--- Begin TEXT TO READ ---

The introduction of DPAs in the UK, has also been welcomed on grounds of practical considerations. Historically, there have been significant challenges for the prosecutors to bring successful cases against companies that were involved in serious economic or financial crimes (Grimes, et al., 2013, p. 1). These challenges included lack of resources with the prosecuting authorities to pursue complex investigations that were often an aspect of serious economic crimes (Grimes, et al., 2013). Another practical challenge or difficulty is the proving of criminal liability on the part of the organisation, especially in cases involving mens rea, such as, fraud (Grimes, et al., 2013, p. 1). It may be mentioned here that there have always been peculiar difficulties with respect to bringing corporations under the ambit of criminal law, and corporations have not conventionally been subjected to the scope of criminal law, until the early 20th century (Simpson, 2002, p. 1). Instead of the criminal law, corporations have generally been subjected to liability under the strict liability doctrine; therefore, criminal law has traditionally not been used with respect to corporations until the 20th century (Simpson, 2002, p. 1). Even so, with the inclusion of corporations within the ambit of criminal law, there have been the challenges that were mentioned earlier, with respect to prosecution of organisations (Grimes, et al., 2013).

--- End TEXT TO READ ---
--- Begin RECORDS ---

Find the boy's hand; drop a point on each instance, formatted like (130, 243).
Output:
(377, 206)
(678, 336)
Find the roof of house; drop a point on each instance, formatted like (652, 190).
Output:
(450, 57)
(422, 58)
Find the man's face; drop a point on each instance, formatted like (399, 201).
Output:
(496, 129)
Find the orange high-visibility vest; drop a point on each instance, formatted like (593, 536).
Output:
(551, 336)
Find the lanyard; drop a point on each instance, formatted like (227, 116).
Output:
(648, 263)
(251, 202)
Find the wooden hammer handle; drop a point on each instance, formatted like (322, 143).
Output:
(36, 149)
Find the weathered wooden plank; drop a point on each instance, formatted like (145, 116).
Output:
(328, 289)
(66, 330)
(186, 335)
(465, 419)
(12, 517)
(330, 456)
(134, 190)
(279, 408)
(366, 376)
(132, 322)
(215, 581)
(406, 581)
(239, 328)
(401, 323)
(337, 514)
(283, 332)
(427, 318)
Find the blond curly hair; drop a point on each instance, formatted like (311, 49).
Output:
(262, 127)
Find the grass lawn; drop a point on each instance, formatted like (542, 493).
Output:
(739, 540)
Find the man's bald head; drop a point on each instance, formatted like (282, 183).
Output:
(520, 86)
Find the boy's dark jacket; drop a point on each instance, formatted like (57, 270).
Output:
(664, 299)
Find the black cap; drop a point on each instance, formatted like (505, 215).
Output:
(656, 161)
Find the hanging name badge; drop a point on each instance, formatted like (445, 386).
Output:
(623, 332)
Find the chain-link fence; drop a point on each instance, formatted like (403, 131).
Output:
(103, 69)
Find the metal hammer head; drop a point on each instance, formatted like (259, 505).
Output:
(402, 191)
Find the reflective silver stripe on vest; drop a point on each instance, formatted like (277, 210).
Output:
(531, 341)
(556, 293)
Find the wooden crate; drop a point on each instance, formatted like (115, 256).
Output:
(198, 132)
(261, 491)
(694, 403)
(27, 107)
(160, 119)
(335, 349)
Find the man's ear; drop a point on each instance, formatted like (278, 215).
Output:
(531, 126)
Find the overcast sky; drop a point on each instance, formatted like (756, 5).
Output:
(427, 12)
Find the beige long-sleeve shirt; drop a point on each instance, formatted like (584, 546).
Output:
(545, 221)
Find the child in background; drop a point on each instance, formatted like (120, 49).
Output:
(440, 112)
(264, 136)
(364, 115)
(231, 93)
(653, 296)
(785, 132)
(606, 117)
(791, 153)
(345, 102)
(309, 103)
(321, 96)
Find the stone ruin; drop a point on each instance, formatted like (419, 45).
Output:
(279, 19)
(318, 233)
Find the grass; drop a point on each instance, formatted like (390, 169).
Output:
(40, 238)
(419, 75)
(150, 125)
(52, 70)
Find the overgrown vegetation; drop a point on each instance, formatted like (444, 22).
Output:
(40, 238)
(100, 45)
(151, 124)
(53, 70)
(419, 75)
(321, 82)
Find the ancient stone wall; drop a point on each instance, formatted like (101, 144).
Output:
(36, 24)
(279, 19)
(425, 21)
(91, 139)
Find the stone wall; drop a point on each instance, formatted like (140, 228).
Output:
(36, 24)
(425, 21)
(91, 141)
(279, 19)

--- End RECORDS ---

JOBS |
[1] According to the passage on DPAs in the UK, why was criminal law traditionally not used against corporations until the 20th century? Answer in one to three sentences.
[2] Pick up the passage on DPAs in the UK after its last sentence and keep writing.

TASK-BY-TASK OUTPUTS |
[1] Corporations were generally held liable under the strict liability doctrine rather than under criminal law. For that reason, criminal law was not traditionally applied to them until the 20th century.

[2]
Therefore, from the perspective of prosecution of companies, the introduction of DPAs may be considered to be appropriate. With the introduction of the DPAs, the challenges traditionally faced by the prosecutors have been responded to, as now the prosecution can approach a corporate organisation under suspicion of commission of serious economic or financial crimes, and under the supervision of a judge, enter into negotiations for reaching agreement on DPA, which will allow the prosecution to proceed against the corporate body falling short of conviction, but with the subjection to sanctions such as financial penalties and a period of monitoring by an approved third party (Grimes, et al., 2013).

As the DPAs are of recent origin in the UK, it is not possible to assess whether the system undermines the enforcement of anti-bribery laws in the UK. However, the literature on DPAs in other jurisdictions can give some material on the interaction between DPAs and anti-bribery laws and similar literature can be considered in the UK context as well.

In the United States, evidence suggests that since the Department of Justice allowed the use of DPAs and NPAs for the cases involving bribery in foreign jurisdictions in 2004, under the Foreign Corrupt Practices Act 1977 (FCPA 1977), there has been an increase in the prosecution of bribery related offences committed by companies in foreign jurisdictions, with DPAs being increasingly used for penalising the companies for these offences (Koehler, 2015). The Organisation of Economic Co-operation and Development (OECD) has also noted the efforts of the United States’ federal prosecutors under the FCPA 1977, and has noted that the “United States has investigated and prosecuted the most foreign bribery cases among the Parties to the Anti-Bribery Convention” (OECD, 2010, p. 63). However, Koehler (2015) notes that the OECD (2010) has considered the efficacy of the Department of Justice and the FCPA 1977 on the basis of the number of enforcement actions and the settlement amounts secured, whereas this does not clearly present the picture. Rather, as he notes:

“Approximately 85% of DOJ criminal FCPA enforcement actions business organizations over the past decade were secured through alternative resolution vehicles not subjected to any meaningful judicial scrutiny. Rather than praising the fruits of this dynamic, this dynamic is something to lament” (Koehler, 2015, p. 525).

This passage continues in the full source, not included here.